## O QUE FAZER
a: Reproduza fielmente o trecho do relato sobre a mudança para Barbacena que vai de "Parecia ser uma" até "mais algum tempo.".
b: Retome o relato sobre a mudança para Barbacena a partir do ponto em que ele termina e dê continuidade à narrativa.

Por ter me mudado para Barbacena com a perna direita engessada do pé à virilha, eu respondia à brincadeira com outra brincadeira: “Para eu não ficar com uma perna menor que a outra, o cirurgião colou os dois pedaços de minha tíbia com dois parafusos tirados da cabeça”. Isso explicava a minha “loucura”.
Parecia ser uma loucura deixar São Paulo e ir para Barbacena. Não fomos para aquela cidade nem no início, nem no meio nem no fim do ano, quando a transferência de uma escola para outra, sobretudo de um estado para outro, é mais tranquila, mas em meados de setembro. Todavia, não tivemos a menor dificuldade em matricular Júnia (7 anos), Lênia (6), Klênia (5) e Délnia (3) no Grupo Escolar Bias Fortes. Gínia, a caçulinha, que tinha acabado de nascer (7 meses), continuaria analfabeta por mais algum tempo.
Outra loucura era de ordem financeira, talvez a maior de todas. Nos oito meses que eu era o pastor encarregado de organizar uma nova igreja no bairro do Planalto Paulista, perto da Praça da Árvore, em São Paulo, a convite da Igreja Presbiteriana do Calvário, no Brooklin Paulista, cujo pastor era o Rev. Boanerges Ribeiro, que, naquele ano foi eleito pela primeira vez presidente do Supremo Concílio da Igreja Presbiteriana do Brasil – eu recebia um salário muito bom, melhor do que qualquer outro anterior (além do aluguel da casa). Mas, como a mudança para Barbacena foi brusca, sem planejamento, apoiei-me, não no profano e irresponsável “Deus dará” para obter o sustento da família, mas no sagrado e prudente “O Senhor proverá” (Jeová Jiré). E deu certo. Os pastores do meu presbitério (Presbitério de Campos), cada um deles destinou Cr$ 50,00 (cruzeiros) de sua folha de pagamento para formar meu salário. Pouco mais de um ano depois, a Junta de Missões Nacionais da Igreja Presbiteriana do Brasil assumiu jurisdição sobre o campo missionário de Barbacena e sobre o meu salário.

## INFORMAÇÕES
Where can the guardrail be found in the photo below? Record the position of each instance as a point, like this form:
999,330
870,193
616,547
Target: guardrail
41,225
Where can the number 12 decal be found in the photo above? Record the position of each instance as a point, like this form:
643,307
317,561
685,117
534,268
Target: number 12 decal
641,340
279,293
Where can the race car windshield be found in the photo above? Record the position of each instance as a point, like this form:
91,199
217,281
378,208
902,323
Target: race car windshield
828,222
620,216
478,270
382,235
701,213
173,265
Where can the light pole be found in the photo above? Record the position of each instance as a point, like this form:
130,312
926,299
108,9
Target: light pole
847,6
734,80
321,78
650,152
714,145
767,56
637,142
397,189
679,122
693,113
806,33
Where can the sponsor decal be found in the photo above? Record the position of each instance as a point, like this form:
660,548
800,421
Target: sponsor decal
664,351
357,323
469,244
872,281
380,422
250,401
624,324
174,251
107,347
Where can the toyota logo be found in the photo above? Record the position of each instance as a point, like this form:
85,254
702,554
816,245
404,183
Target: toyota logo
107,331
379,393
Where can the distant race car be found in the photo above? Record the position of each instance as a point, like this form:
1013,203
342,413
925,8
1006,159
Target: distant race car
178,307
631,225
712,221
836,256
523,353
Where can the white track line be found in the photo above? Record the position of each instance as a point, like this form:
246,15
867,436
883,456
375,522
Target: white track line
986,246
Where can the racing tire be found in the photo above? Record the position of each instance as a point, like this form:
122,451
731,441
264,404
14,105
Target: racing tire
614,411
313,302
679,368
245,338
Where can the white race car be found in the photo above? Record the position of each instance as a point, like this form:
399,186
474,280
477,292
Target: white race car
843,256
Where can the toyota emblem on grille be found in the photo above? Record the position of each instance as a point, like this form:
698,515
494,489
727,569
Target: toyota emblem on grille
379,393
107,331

## RESPOSTAS ESPERADAS
a:
Parecia ser uma loucura deixar São Paulo e ir para Barbacena. Não fomos para aquela cidade nem no início, nem no meio nem no fim do ano, quando a transferência de uma escola para outra, sobretudo de um estado para outro, é mais tranquila, mas em meados de setembro. Todavia, não tivemos a menor dificuldade em matricular Júnia (7 anos), Lênia (6), Klênia (5) e Délnia (3) no Grupo Escolar Bias Fortes. Gínia, a caçulinha, que tinha acabado de nascer (7 meses), continuaria analfabeta por mais algum tempo.

b:
Poucos meses depois do início da “loucura”, o agrônomo e guia leigo metodista, Flamarion nos emprestou um terreno de esquina no centro da cidade e nele construímos um templo para mais de cem pessoas, onde comecei a pregar o evangelho. O programa radiofônico na Rádio Barbacena demorou mais um pouco, mas saiu.
Fui “grávido” para Barbacena. Eu estava esperando o meu único filho homem – o jornal “Ultimato” (que depois de oito anos, naturalmente por pressão da esposa e das filhas, tornou-se mulher, quando passou a ser a revista Ultimato e não o jornal Ultimato...). Foi uma gravidez demorada. Durou 18 meses, o dobro da gravidez feminina, pois a concepção se deu em junho de 1966, quando eu ainda estava em São Paulo, e o nascimento da “criança” aconteceu no dia 13 de janeiro de 1968. Isso quer dizer que Ultimato nasceu na Cidade da Loucura.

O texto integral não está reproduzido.